• **Prompt**
Gather all lines in the records below that include the word "photo".
== Data to process
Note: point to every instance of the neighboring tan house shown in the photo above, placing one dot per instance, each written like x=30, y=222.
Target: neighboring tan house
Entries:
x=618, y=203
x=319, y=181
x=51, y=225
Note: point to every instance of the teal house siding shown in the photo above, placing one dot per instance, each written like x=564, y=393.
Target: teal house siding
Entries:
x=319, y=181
====
== Data to process
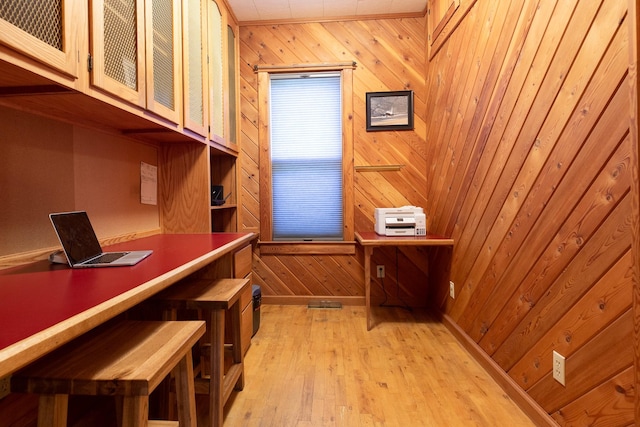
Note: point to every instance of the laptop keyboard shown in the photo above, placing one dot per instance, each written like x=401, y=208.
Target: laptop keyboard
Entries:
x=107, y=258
====
• **Answer to this task**
Note: point to every instance of the neighboring tan house shown in the photo above, placing one dot per instance, each written like x=30, y=222.
Note: point to every instance of the teal house siding shown in the photo above, placing one dot per instance, each written like x=564, y=393.
Note: point to every instance of the laptop keyboard shown in the photo above, placing one dot per instance, each written like x=401, y=208.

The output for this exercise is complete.